> Exercise instructions
Please rewrite the data below as a Markdown table with columns "n" and "Line": each nonblank line gets its own row, numbered in order, and the pictures are left out.

* Begin Dataset entries *

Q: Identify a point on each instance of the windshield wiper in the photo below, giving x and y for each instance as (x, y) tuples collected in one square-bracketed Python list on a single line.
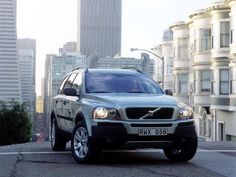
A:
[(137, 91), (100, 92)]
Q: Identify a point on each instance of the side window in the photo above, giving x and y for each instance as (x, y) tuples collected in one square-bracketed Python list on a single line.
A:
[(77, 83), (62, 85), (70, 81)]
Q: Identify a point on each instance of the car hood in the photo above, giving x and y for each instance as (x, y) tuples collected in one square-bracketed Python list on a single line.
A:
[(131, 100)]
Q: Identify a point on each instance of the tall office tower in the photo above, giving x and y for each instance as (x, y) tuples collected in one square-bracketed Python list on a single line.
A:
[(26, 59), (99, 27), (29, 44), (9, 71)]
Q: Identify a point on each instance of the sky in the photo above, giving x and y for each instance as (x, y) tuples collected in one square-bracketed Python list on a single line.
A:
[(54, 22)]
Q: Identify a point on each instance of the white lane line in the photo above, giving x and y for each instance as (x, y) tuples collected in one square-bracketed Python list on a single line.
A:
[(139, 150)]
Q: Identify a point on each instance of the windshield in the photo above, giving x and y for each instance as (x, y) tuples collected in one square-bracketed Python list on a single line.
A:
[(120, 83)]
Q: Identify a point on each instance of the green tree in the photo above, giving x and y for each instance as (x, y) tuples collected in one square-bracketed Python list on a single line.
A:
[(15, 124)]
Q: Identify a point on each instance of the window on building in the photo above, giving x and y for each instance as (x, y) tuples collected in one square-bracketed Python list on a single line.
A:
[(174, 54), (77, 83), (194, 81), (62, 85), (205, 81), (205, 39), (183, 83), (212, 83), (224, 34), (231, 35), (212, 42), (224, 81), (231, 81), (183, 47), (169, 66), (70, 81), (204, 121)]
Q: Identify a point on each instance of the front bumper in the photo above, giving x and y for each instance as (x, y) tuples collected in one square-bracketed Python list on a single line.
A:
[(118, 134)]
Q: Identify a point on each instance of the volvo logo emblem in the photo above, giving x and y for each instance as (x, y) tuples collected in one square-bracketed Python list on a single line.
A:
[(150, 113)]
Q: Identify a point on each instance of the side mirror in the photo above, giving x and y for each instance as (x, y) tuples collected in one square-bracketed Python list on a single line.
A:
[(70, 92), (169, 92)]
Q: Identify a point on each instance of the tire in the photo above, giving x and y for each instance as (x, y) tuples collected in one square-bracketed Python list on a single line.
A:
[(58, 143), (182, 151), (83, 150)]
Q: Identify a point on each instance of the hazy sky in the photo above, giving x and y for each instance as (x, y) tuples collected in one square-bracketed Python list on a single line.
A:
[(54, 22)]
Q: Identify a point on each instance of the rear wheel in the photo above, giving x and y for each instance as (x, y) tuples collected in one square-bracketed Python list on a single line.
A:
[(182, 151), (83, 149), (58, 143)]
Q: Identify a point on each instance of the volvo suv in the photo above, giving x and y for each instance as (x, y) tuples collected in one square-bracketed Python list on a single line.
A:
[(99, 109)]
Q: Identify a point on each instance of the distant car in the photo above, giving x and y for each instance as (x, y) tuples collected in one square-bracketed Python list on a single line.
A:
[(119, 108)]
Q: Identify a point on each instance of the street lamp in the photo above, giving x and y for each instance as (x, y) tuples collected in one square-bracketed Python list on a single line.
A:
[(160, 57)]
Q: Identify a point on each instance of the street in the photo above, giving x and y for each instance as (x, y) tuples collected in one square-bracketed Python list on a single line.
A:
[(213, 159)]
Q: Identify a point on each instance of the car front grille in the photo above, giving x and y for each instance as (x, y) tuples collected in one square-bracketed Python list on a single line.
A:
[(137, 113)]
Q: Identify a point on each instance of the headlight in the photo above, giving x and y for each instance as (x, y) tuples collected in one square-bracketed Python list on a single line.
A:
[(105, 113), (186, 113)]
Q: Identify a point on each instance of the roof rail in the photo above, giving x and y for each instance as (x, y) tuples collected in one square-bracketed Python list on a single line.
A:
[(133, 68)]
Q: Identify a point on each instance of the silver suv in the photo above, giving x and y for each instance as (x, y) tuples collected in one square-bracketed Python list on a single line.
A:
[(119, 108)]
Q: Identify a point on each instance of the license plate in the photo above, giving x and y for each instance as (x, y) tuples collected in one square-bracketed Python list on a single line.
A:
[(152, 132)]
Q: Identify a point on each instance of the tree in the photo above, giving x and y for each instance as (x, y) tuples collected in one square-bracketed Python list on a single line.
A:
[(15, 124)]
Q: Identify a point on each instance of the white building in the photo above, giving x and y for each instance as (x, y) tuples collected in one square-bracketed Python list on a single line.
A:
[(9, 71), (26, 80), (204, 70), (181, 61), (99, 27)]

* End Dataset entries *

> Exercise output
| n | Line |
|---|---|
| 1 | Q: Identify a point on each instance of the windshield wiper in the photo below, giving x and y for each instance as (x, y) tuples collected in one square-bracketed Python list on a single line. |
| 2 | A: |
| 3 | [(137, 91), (100, 92)] |
| 4 | Q: Identify a point on each instance of the side window in the photo above, giving x and y for each instance as (x, y) tuples collected in one square-bracketed Python list on a single line. |
| 5 | A: |
| 6 | [(77, 83), (62, 85), (70, 81)] |
| 7 | Q: Identify a point on each instance of the car hood in the photo above, giving x and y for each instance as (x, y) tuples collected in one square-bracketed Python list on a single line. |
| 8 | A: |
| 9 | [(131, 100)] |
| 10 | Q: Identify a point on each instance of the tall office tower in the photo above, giving x and y for each instance as (x, y) tuples collected in one square-bracketed Python list on a single line. |
| 11 | A: |
| 12 | [(26, 59), (99, 27), (29, 44), (9, 71)] |
| 13 | Q: Identify a point on each instance of the sky in the photo above, giving x and y for each instance as (x, y) tuples collected in one square-bracketed Python list on a single line. |
| 14 | A: |
| 15 | [(54, 22)] |
| 16 | Q: Identify a point on each instance of the white lane line in the photo above, giving x and y for each instance as (x, y) tuples collected in one square-bracketed Python list on a single line. |
| 17 | A: |
| 18 | [(139, 150)] |
| 19 | Q: Identify a point on each instance of the windshield in the photo above, giving x and y for each instance as (x, y) tuples collected in one square-bracketed Python list on a single line. |
| 20 | A: |
| 21 | [(120, 83)] |
| 22 | Q: Identify a point on each instance of the green tree in the photo above, giving x and y for each instance as (x, y) tuples collected in one square-bracketed Python list on a single line. |
| 23 | A: |
| 24 | [(15, 124)] |
| 25 | Q: Identify a point on each instance of the window on building in the photo above, giving x and y for each instance as (x, y) tuples collected in one square-bracketed Python list on a single line. |
| 26 | A: |
| 27 | [(174, 54), (77, 83), (194, 81), (62, 85), (205, 81), (205, 39), (183, 83), (212, 83), (224, 34), (231, 35), (212, 42), (224, 81), (231, 81), (183, 47), (169, 66), (70, 81), (204, 121)] |
| 28 | Q: Identify a point on each instance of the front bumper in the photo above, giving x and y for each instance as (x, y) tuples collected in one square-bracketed Python list on a single line. |
| 29 | A: |
| 30 | [(118, 134)] |
| 31 | Q: Identify a point on each instance of the volvo logo emblem in the photo above, giving x and y for each instance as (x, y) tuples collected in one square-bracketed Python list on a single line. |
| 32 | A: |
| 33 | [(150, 113)] |
| 34 | Q: Identify a point on each instance of the side mirror in the photo above, giving x and y for each instance as (x, y) tuples collected in one square-bracketed Python list on a single line. |
| 35 | A: |
| 36 | [(70, 92), (169, 92)] |
| 37 | Q: Identify a point on each instance of the tire in the photo above, giving x and y for each instance as (x, y) tuples collected in one square-bracketed Python list on a single line. |
| 38 | A: |
| 39 | [(58, 143), (182, 151), (83, 150)] |
| 40 | Q: Identify a point on each instance of the hazy sky in the photo above, giving x and y for each instance as (x, y) tuples collected in one square-bracketed Python list on a single line. |
| 41 | A: |
| 42 | [(54, 22)] |
| 43 | Q: Identify a point on each instance of the rear wheel in the photo above, giving x and y for each instance as (x, y) tuples collected in one square-bracketed Python list on a single line. |
| 44 | A: |
| 45 | [(182, 151), (83, 149), (58, 143)] |
| 46 | Q: Identify a point on each instance of the volvo suv in the photo above, giving x and y for each instance as (x, y) tuples collected in one square-bracketed Python list on a single line. |
| 47 | A: |
| 48 | [(99, 109)] |
| 49 | Q: Identify a point on each instance of the distant car in the photo above, giving x and y for each instance as (x, y) tuples collected in one square-bracketed Python list on a single line. |
| 50 | A: |
| 51 | [(119, 108)] |
| 52 | Q: Identify a point on each instance of the street lamp in the photo above, giving x and y for each instance as (x, y) tuples collected in one square-bracketed Python list on a single line. |
| 53 | A: |
| 54 | [(160, 57)] |
| 55 | Q: Identify a point on each instance of the street in the photo above, giving x and y for each instance as (x, y) tuples collected in one square-bracketed Python list on a single line. |
| 56 | A: |
| 57 | [(213, 159)] |
| 58 | Q: Identify a point on each instance of the car front grille in the photo above, giving x and y for each instance as (x, y) tuples collected in one square-bracketed Python list on a single line. |
| 59 | A: |
| 60 | [(137, 113)] |
| 61 | Q: Identify a point on each instance of the headlight in the photo above, giving x and y for each instance as (x, y) tuples collected in one square-bracketed Python list on a single line. |
| 62 | A: |
| 63 | [(105, 113), (186, 113)] |
| 64 | Q: Identify a point on each instance of the roof rail in the photo above, giving x and y for each instance as (x, y) tuples collected in one square-bracketed Python list on a single line. |
| 65 | A: |
| 66 | [(133, 68)] |
| 67 | Q: Identify a point on each instance of the silver suv in the photo above, giving x and y for each instance as (x, y) tuples collected in one square-bracketed Python list on a single line. |
| 68 | A: |
| 69 | [(119, 108)] |
| 70 | Q: Identify a point on each instance of the license plate in the photo above, giving x and y for each instance as (x, y) tuples collected in one square-bracketed Python list on a single line. |
| 71 | A: |
| 72 | [(152, 132)] |
| 73 | Q: Identify a point on each instance of the tree in the photo above, giving x and y for each instance as (x, y) tuples collected in one square-bracketed Python list on a single line. |
| 74 | A: |
| 75 | [(15, 124)] |
| 76 | Q: Identify a point on each instance of the white building in the photo above, giving x and y for each instance as (x, y) tuples collected in one square-bracketed Python list on a single line. |
| 77 | A: |
| 78 | [(9, 71), (26, 80), (204, 70), (181, 61), (99, 27)] |